Scientific classification
- Kingdom: Fungi
- Division: Basidiomycota
- Class: Agaricomycetes
- Order: Gomphales
- Family: Gomphaceae
- Genus: Phaeoclavulina
- Species: P. abietina
- Binomial name: Phaeoclavulina abietina (Pers.) Giachini (2011)
- Synonyms: Clavaria abietina Pers. (1794); Merisma abietinum (Pers.) Sprengel (1827); Hydnum abietinum (Pers.) Duby (1830); Clavariella abietina (Pers.) J.Schröt. (1888); Ramaria abietina (Pers.) Quél. (1888); Ramaria ochraceovirens;

= Phaeoclavulina abietina =

- Authority: (Pers.) Giachini (2011)
- Conservation status: G4
- Synonyms: Clavaria abietina Pers. (1794), Merisma abietinum (Pers.) Sprengel (1827), Hydnum abietinum (Pers.) Duby (1830), Clavariella abietina (Pers.) J.Schröt. (1888), Ramaria abietina (Pers.) Quél. (1888), Ramaria ochraceovirens

Species of fungus

Phaeoclavulina abietina, commonly known as the green-staining coral, is a coral mushroom in the family Gomphaceae. It is characterized by the green staining reaction it develops in response to bruising or injury.

==Taxonomy==
The species was first described by Christian Hendrik Persoon in 1794 as Clavaria abietina. It is commonly known as the "green-staining coral". It was classified in the genus Ramaria (in the subgenus Echinoramaria), until molecular phylogenetic showed that Ramaria was polyphyletic.

==Description==
The fruit bodies are leathery, and brittle when dry. They are small, measuring 2–5 cm tall by 1–5 cm wide, and branch from the central stem up to five times. The slender branches are slightly flattened or spreading, and forked or crested near the top. The color of the fruit body is medium yellow green to light olive, but will bruise a darker olive green to dark olive green. The stem is 5-15 mm long and 2-10 mm thick; it has a mat of mycelia at its base, which is attached to rhizomorphs that branch into the substrate. The odor of the mushroom tissue ranges from indistinct to earthy, and it tastes initially sweet, then somewhat bitter. The species is inedible.

Dataset entries:
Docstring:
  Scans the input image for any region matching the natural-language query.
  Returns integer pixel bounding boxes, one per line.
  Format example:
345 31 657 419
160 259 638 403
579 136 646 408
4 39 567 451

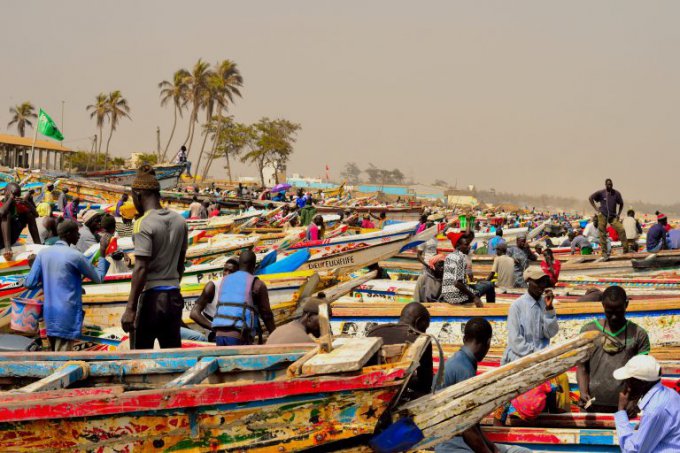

WHAT TO WORK ON:
1) List the synonyms given for the species in the green-staining coral text, without authors or years.
2) Pick up the green-staining coral text after its last sentence and continue writing it.

ANSWERS TO THE PROBLEMS:
1)
Clavaria abietina
Merisma abietinum
Hydnum abietinum
Clavariella abietina
Ramaria abietina
Ramaria ochraceovirens

2)
The spores are dark orange-yellow when collected in mass. The spores are pip-shaped to broadly elliptical, with one oblique end; their dimensions are 6–9 by 3.5–4.5 μm. The basidia (spore-bearing cells) are typically four-spored, with the spores attached by sterigmata up to 7 μm long.

===Similar species===
Phaeoclavulina myceliosa is very similar but does not produce a greenish stain.

Ramaria apiculata differs in its bright teal tips. Also similar in appearance is R. invalii, which does not stain when bruised.

==Habitat and distribution==

Fruit bodies grow scattered or in groups (sometimes arranged in rows) on the ground in duff of coniferous forests. In North America, it is found in the United States (mostly October–February on the West Coast and July–October inland), including the Pacific Northwest, as well as Mexico. It is also found in Europe.